Task brief: The lines to extract begin at the one containing "Q: Where exactly is the yellow" and run to the end of the listing; set them down exactly and alone.

Data lines:
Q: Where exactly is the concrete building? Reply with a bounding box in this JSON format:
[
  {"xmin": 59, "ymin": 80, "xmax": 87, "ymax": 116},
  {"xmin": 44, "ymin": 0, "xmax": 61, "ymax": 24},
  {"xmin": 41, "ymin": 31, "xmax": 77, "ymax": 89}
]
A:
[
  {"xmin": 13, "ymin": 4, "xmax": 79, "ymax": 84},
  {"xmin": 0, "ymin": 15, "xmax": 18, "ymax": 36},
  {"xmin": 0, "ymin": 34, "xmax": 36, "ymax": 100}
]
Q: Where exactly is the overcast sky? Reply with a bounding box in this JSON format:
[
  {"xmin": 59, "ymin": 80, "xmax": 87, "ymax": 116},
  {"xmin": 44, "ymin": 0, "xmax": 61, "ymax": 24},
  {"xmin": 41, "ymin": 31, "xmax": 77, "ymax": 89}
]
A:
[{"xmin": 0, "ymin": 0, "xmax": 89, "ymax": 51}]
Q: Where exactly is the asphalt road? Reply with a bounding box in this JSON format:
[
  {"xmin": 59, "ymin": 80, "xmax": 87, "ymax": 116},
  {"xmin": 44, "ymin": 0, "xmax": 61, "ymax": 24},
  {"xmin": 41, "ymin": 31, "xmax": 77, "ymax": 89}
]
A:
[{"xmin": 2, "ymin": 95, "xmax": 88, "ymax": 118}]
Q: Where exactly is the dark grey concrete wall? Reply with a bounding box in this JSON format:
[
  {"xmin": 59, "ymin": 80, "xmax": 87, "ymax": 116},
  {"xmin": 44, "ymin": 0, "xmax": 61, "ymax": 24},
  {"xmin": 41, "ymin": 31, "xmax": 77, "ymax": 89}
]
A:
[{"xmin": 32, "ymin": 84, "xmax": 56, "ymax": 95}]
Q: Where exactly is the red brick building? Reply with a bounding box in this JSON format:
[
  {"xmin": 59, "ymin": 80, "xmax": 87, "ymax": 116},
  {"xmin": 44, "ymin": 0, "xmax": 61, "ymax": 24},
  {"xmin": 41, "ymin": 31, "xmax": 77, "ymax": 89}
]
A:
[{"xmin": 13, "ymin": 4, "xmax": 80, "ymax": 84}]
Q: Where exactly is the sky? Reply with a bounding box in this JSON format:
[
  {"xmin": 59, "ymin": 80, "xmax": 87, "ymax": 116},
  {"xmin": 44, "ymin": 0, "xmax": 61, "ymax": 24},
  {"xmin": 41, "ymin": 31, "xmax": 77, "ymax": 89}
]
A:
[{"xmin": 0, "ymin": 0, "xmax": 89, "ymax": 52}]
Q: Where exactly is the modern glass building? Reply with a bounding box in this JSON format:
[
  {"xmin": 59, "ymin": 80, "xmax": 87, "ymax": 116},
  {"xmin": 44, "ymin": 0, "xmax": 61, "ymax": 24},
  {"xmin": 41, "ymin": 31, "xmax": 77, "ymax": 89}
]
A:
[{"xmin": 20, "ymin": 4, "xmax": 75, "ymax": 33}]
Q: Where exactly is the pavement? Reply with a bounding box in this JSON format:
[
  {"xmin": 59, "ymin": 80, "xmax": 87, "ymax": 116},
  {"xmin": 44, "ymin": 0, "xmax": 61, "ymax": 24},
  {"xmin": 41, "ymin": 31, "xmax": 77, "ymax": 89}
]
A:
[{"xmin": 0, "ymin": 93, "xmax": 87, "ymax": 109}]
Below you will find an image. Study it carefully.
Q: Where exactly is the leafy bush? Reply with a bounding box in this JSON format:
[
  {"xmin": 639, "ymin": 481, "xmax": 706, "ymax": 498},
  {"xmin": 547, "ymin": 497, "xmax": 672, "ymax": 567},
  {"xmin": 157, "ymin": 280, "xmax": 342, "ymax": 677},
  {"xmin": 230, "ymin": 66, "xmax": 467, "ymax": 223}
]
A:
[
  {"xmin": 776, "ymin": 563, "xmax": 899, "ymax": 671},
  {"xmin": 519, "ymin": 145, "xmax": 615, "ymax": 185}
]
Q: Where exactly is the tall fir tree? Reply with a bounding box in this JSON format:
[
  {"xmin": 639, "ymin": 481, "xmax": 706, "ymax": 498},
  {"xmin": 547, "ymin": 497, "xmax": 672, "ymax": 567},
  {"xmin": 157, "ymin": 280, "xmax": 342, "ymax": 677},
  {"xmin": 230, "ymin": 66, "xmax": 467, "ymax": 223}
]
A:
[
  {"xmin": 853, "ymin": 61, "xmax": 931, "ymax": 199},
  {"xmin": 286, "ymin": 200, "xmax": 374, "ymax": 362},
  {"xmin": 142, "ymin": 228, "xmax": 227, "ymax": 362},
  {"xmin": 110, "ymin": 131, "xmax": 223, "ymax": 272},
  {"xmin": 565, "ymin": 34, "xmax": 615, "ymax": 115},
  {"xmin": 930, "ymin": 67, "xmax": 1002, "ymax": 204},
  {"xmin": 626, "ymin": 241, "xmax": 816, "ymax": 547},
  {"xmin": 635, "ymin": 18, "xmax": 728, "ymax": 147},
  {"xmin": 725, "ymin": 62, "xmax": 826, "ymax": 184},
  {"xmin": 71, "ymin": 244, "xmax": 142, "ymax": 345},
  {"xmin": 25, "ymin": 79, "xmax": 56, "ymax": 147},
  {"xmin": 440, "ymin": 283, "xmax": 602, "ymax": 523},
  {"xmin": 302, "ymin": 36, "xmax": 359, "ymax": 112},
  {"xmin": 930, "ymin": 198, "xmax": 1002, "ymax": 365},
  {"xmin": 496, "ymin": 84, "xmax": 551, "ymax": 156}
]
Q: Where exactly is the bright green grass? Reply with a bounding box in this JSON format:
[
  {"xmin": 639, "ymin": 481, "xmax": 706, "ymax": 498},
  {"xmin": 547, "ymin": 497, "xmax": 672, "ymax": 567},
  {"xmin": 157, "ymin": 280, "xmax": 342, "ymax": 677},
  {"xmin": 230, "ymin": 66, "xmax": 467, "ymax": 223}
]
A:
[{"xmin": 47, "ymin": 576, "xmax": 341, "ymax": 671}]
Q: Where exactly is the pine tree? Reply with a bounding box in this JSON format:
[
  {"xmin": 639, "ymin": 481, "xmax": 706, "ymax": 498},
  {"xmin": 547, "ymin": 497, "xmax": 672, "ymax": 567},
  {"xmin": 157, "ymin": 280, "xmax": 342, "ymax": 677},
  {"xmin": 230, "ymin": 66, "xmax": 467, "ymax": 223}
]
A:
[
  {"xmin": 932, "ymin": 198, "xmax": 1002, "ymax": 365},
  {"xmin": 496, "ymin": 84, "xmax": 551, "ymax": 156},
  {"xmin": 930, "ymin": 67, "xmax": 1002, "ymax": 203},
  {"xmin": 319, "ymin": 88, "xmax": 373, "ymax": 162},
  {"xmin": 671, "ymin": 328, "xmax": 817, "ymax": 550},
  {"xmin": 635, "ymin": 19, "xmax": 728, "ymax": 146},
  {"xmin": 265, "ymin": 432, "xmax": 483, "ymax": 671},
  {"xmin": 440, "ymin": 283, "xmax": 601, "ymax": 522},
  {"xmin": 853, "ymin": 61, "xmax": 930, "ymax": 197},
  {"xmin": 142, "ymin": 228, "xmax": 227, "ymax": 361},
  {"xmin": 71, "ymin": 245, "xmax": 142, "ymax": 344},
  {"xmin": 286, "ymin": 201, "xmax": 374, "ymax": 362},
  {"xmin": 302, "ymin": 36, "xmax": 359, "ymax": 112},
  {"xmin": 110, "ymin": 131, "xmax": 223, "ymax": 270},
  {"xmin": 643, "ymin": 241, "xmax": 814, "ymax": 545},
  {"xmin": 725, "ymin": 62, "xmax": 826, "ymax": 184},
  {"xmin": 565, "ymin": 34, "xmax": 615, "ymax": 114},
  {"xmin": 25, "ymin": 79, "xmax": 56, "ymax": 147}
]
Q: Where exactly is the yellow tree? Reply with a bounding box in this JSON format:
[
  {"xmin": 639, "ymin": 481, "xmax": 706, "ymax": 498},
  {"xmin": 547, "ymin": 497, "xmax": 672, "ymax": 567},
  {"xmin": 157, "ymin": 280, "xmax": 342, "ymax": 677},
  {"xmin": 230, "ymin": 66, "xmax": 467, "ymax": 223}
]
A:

Written reply:
Q: Where exactly is the yellow tree? Reply with a bounding box in this JSON format:
[
  {"xmin": 639, "ymin": 481, "xmax": 706, "ymax": 498},
  {"xmin": 547, "ymin": 497, "xmax": 672, "ymax": 567},
  {"xmin": 157, "ymin": 280, "xmax": 342, "ymax": 677},
  {"xmin": 230, "ymin": 66, "xmax": 467, "ymax": 223}
]
A:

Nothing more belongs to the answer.